Transcribe each entry below exactly. Pictures do not go in the copy.

== EXCERPTED RECORDS ==

────────────────

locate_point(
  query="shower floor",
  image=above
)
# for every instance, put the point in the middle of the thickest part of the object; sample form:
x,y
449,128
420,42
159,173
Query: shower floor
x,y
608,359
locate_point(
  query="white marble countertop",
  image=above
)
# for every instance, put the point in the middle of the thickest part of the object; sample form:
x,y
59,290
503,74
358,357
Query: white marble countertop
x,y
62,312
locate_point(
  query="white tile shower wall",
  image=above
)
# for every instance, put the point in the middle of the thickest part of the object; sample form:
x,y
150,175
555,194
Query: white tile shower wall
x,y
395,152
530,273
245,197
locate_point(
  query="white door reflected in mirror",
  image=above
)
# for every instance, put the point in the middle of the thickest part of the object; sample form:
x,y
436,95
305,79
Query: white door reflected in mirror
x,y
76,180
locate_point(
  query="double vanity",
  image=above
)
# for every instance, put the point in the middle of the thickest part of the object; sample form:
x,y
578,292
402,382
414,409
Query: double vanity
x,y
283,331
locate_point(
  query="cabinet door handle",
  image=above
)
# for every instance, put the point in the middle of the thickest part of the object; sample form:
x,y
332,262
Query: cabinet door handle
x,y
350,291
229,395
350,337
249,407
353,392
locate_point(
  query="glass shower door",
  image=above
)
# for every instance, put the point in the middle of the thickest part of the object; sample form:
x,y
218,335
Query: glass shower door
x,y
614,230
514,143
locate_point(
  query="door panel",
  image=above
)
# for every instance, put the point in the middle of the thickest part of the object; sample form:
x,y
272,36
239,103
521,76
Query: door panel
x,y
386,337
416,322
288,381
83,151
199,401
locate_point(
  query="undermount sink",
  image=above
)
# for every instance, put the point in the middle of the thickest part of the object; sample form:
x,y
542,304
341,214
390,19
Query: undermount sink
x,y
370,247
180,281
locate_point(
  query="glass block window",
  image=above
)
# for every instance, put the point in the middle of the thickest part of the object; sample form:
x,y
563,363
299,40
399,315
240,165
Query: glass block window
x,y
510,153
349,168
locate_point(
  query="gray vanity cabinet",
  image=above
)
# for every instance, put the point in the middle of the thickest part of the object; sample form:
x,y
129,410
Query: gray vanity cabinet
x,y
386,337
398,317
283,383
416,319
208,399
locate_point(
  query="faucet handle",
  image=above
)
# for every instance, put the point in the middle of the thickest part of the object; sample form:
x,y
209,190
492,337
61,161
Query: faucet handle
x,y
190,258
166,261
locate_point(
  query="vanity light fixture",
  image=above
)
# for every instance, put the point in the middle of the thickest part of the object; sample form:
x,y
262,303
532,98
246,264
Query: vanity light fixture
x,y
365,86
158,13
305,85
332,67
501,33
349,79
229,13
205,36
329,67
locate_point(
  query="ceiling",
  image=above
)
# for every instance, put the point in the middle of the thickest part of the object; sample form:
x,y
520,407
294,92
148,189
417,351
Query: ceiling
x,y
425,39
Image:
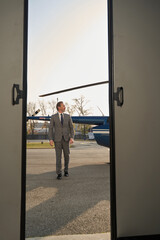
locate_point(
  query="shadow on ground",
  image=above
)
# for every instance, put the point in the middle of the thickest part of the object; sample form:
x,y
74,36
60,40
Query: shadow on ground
x,y
75,205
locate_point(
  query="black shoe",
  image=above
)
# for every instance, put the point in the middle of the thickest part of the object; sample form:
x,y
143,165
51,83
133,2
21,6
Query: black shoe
x,y
59,177
66,174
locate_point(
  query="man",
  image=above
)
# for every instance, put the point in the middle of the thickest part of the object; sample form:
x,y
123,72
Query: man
x,y
61,133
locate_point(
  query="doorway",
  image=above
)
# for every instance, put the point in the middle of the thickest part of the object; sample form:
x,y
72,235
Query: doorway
x,y
74,34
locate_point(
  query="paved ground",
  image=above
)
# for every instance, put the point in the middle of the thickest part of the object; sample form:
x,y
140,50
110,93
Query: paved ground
x,y
96,236
75,205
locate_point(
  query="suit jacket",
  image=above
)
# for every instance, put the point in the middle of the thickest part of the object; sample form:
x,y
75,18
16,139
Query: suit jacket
x,y
57,130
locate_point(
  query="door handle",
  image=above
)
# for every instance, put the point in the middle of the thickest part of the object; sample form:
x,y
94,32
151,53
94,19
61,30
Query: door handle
x,y
16,94
119,96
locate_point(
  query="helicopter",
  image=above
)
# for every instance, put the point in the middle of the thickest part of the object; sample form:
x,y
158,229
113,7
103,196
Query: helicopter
x,y
101,130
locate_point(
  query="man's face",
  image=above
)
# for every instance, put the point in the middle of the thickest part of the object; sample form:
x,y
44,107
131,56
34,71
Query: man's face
x,y
62,107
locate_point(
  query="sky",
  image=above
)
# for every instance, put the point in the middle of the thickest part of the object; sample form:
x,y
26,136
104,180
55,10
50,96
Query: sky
x,y
68,47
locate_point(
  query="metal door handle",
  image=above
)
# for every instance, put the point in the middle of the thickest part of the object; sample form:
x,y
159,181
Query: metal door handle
x,y
16,92
119,96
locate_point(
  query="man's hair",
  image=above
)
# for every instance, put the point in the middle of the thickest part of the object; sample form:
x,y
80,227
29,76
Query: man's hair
x,y
59,104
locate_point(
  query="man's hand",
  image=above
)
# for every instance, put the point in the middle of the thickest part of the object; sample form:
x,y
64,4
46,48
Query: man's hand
x,y
51,142
71,141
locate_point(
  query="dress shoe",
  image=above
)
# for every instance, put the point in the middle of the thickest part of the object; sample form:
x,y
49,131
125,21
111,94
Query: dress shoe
x,y
66,174
59,177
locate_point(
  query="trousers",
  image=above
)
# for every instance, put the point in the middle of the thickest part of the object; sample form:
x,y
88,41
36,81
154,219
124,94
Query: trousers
x,y
59,146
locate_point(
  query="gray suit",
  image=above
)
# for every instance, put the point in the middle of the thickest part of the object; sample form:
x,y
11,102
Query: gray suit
x,y
61,135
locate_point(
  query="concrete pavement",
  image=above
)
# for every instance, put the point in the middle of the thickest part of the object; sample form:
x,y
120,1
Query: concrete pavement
x,y
78,205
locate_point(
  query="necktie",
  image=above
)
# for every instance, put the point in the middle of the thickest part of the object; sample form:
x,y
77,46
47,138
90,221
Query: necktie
x,y
61,118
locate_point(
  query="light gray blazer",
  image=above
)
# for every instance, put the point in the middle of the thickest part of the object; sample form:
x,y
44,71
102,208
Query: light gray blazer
x,y
56,130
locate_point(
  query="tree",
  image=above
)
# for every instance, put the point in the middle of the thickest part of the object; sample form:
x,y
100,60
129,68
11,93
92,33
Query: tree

────────────────

== RESULT OF THIS TASK ==
locate_point(
  query="shower floor",
  image=above
)
# for every instance, put the point in the middle of the thickest part of the object; sample form:
x,y
449,128
420,42
159,173
Query: shower floor
x,y
608,359
locate_point(
  query="white marble countertop",
  image=above
)
# for every instance, put the point in the middle of the thickest part of the object; sample form:
x,y
59,290
503,74
358,357
Query: white marble countertop
x,y
62,312
locate_point(
  query="white tile shower wall",
  image=above
)
# for every instance, put the point in the middle of the thickest part of the object; sample form:
x,y
150,175
555,194
Query: white tile shower wall
x,y
395,152
530,273
245,197
locate_point(
  query="white door reflected in mirror",
  image=above
)
# for every instance, put the point in the middle of the thickest part of the object; sample form:
x,y
436,95
305,79
Query: white door reflected in mirror
x,y
76,180
locate_point(
  query="double vanity",
  image=above
)
# for every instance, put the point in the middle of the thickest part of the object; sample form:
x,y
578,292
402,382
414,409
Query: double vanity
x,y
283,331
locate_point(
  query="cabinet door handle",
  image=above
)
# for every instance, put the point in the middle of the thickest part of the object; sample form:
x,y
332,262
Query: cabinet door handle
x,y
350,291
229,395
350,337
249,407
353,392
locate_point(
  query="glass shower door",
  image=above
)
# for every instance, put the point in the middle of the thickest part of the object; sample form:
x,y
218,335
Query: glass shower door
x,y
614,230
514,143
locate_point(
  query="door panel",
  image=above
)
# for every instance, put the point in the middle of the thickest part of the object; sample form:
x,y
272,36
239,103
521,76
Query: door panel
x,y
386,337
416,322
288,381
83,151
199,401
locate_point(
  query="undermount sink",
  image=above
)
# for every instance, put the point in the middle of the thickest part of the object; sample form:
x,y
542,304
341,214
390,19
Query: undermount sink
x,y
370,247
180,281
locate_point(
  query="glass block window",
  image=above
)
# for every instance, put the point in the middle of the thickest part of the object; sample form:
x,y
563,363
299,40
399,315
240,165
Query: glass block window
x,y
510,153
349,168
locate_point(
  query="gray vanity cabinet",
  image=above
)
# for every instance, put the point in the middle of the thickest part of the object; sample form:
x,y
129,410
Query: gray vanity cabinet
x,y
386,337
398,317
283,383
416,319
208,399
locate_point(
  query="faucet handle",
  image=above
)
# for every instance, put the point in the middle of the thickest part of the object; sample form:
x,y
209,190
492,337
61,161
Query: faucet handle
x,y
190,258
166,261
locate_point(
  query="vanity light fixture",
  image=above
)
# for every instance, put the point in the middle of the thickest part of the object; sample form:
x,y
262,303
532,98
246,264
Query: vanity light fixture
x,y
365,86
158,13
305,85
332,67
501,33
349,79
229,13
205,36
329,67
locate_point(
  query="ceiling",
  image=above
)
# for every instance, put the point in the middle of the thickest part of the object; sample form:
x,y
520,407
294,92
148,189
417,351
Query: ceiling
x,y
425,39
Image:
locate_point(
  query="shadow on ground",
  image=above
)
# for every instance, put the point in the middle of the thickest part of the object; sample form:
x,y
74,36
60,40
Query: shadow on ground
x,y
75,205
locate_point(
  query="black shoe",
  image=above
)
# for every instance, put the point in the middle of the thickest part of the object; sample form:
x,y
143,165
51,83
133,2
21,6
Query: black shoe
x,y
59,177
66,174
locate_point(
  query="man",
  image=above
)
# for every instance, put the point in the middle of the thickest part of the object; sample form:
x,y
123,72
Query: man
x,y
61,133
locate_point(
  query="doorway",
  image=above
)
# for every instance, put the point in the middle of the thickest part of the object; sample form:
x,y
72,235
Query: doorway
x,y
74,34
locate_point(
  query="paved ground",
  image=above
)
# for every instance, put the point in the middle of the thickest part of the object; sample form:
x,y
140,50
110,93
Query: paved ground
x,y
96,236
75,205
locate_point(
  query="suit jacket",
  image=above
)
# for every instance, put the point in the middle of the thickest part of the object; sample form:
x,y
75,18
16,139
Query: suit jacket
x,y
57,130
locate_point(
  query="door handle",
  image=above
)
# for every instance, put the point in the middle of the thickest part of the object; sample form:
x,y
94,32
151,53
94,19
61,30
Query: door handle
x,y
16,94
119,96
locate_point(
  query="helicopter",
  image=above
)
# for every instance, put the point in the middle of the thickest part of the object; sample form:
x,y
158,229
113,7
103,196
Query: helicopter
x,y
101,130
locate_point(
  query="man's face",
  image=above
)
# for every instance, put the point in the middle of the thickest part of the object; sample form:
x,y
44,107
131,56
34,71
Query: man's face
x,y
62,107
locate_point(
  query="sky",
  image=above
)
# for every instance, put the point in the middle of the thickest part of the object; sample form:
x,y
26,136
104,180
55,10
50,96
Query: sky
x,y
68,47
locate_point(
  query="metal door handle",
  image=above
)
# for every instance, put the point in the middle of the thickest part of the object; sample form:
x,y
159,181
Query: metal door handle
x,y
16,92
119,96
locate_point(
  query="man's hair",
  image=above
)
# for every instance, put the point in the middle of the thickest part of the object; sample form:
x,y
80,227
29,76
Query: man's hair
x,y
59,104
locate_point(
  query="man's hand",
  image=above
)
# for every instance, put the point in the middle of the thickest part of the object; sample form:
x,y
64,4
46,48
Query: man's hand
x,y
51,142
71,141
locate_point(
  query="dress shoe",
  image=above
)
# for every instance, put the point in the middle of the thickest part of the object; sample form:
x,y
49,131
125,21
111,94
Query: dress shoe
x,y
66,174
59,177
locate_point(
  query="trousers",
  image=above
)
# for every instance, put the point in the middle of the thickest part of the object; sample form:
x,y
88,41
36,81
154,219
124,94
Query: trousers
x,y
59,146
locate_point(
  query="gray suit",
  image=above
)
# for every instance, put the point in the middle of the thickest part of the object; sample form:
x,y
11,102
Query: gray suit
x,y
61,135
locate_point(
  query="concrete pavement",
  image=above
)
# for every instance, put the point in the middle of the thickest part of the object; sample form:
x,y
120,1
Query: concrete pavement
x,y
78,205
locate_point(
  query="necktie",
  image=above
)
# for every instance, put the point in the middle of the thickest part of the object; sample form:
x,y
77,46
47,138
90,221
Query: necktie
x,y
61,118
locate_point(
  query="light gray blazer",
  image=above
)
# for every instance, put the point in the middle of the thickest part of the object; sample form:
x,y
44,71
102,208
Query: light gray blazer
x,y
56,130
locate_point(
  query="tree",
  image=above
)
# for every instance, put the point in the middle of the thickest part of the object; sample form:
x,y
100,60
129,68
11,93
92,33
Query: tree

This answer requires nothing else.